_Task statement_
Reproduce the following listing verbatim, keeping every line in its original order.

>>>>

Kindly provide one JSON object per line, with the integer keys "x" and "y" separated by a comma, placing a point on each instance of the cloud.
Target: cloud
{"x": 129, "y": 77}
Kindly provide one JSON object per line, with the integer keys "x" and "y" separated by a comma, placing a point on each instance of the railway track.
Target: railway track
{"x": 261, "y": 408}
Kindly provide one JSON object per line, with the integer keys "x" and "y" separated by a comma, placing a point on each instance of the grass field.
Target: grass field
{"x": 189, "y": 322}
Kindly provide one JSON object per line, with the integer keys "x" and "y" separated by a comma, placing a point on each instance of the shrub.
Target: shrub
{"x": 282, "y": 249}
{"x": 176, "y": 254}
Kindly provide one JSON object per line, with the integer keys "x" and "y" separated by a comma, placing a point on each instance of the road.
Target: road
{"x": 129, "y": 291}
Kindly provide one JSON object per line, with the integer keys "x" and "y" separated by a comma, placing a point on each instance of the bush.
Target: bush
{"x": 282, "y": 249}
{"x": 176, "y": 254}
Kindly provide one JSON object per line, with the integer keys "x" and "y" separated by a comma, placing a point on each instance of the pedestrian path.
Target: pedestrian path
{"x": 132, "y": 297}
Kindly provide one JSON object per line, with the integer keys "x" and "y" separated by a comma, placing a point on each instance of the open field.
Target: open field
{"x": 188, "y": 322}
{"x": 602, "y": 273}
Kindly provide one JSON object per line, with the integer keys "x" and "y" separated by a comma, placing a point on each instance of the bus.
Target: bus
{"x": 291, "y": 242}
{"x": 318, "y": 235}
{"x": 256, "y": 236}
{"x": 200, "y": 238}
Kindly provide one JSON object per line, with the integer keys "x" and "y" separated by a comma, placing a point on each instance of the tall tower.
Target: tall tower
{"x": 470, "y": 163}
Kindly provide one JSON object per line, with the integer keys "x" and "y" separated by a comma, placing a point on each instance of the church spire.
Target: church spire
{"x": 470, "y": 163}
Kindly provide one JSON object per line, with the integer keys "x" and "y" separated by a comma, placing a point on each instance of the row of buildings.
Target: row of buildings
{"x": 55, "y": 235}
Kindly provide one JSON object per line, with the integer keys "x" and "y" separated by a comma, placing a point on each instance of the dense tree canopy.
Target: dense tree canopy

<<<<

_Response below_
Kindly provide one JSON object per line, with the integer keys "x" and "y" separated by a comma, placing a point on each instance of the cloud.
Target: cloud
{"x": 129, "y": 77}
Kindly provide one JSON object per line, with the integer keys "x" and "y" separated by a comma, placing a point on each instance of the railway track.
Target: railway track
{"x": 261, "y": 408}
Kindly provide one JSON object per line, with the integer keys "x" and "y" separated by a comma, placing a point on each instance of the grass field.
Target: grass field
{"x": 189, "y": 322}
Kindly provide one JSON object per line, with the integer keys "x" and "y" separated by a comma, placing a point on each instance of the shrub.
Target: shrub
{"x": 282, "y": 249}
{"x": 176, "y": 254}
Kindly provide one JSON object per line, with the integer keys "x" and "y" separated by a comma, placing a point on each instance of the road.
Target: road
{"x": 129, "y": 291}
Kindly provide one JSON object per line, with the integer keys "x" and "y" separated by a comma, placing a point on each instance of the bush.
Target: bush
{"x": 282, "y": 249}
{"x": 176, "y": 254}
Kindly provide one JSON object per line, with the integer keys "x" and "y" separated by a comma, placing a point on each instance of the pedestrian path.
Target: pedestrian path
{"x": 132, "y": 297}
Kindly provide one JSON object per line, with the integer keys "x" and "y" separated by a comma, placing a point on each instance of the open field.
Target: open field
{"x": 188, "y": 322}
{"x": 602, "y": 273}
Kindly provide one JSON object per line, with the integer keys "x" and "y" separated by a comma, placing a point on each instance of the bus.
Target: bus
{"x": 291, "y": 242}
{"x": 318, "y": 235}
{"x": 256, "y": 236}
{"x": 200, "y": 238}
Kindly provide one JSON object per line, with the integer keys "x" and "y" separated by a comma, placing a point on each instance of the tall tower.
Target: tall tower
{"x": 470, "y": 163}
Kindly provide one JSON object per line, with the integer keys "x" and "y" separated by a comma, placing a point on each instance of the church spire.
Target: church spire
{"x": 470, "y": 163}
Kindly provide one JSON object per line, with the integer keys "x" and "y" separated by a comma, placing a point on each instance of the row of buildings.
Target: row of buildings
{"x": 55, "y": 235}
Kindly provide one JSON object per line, with the integer keys "x" and "y" separated by a comma, placing a point on each instance of the dense tree canopy.
Target: dense tree canopy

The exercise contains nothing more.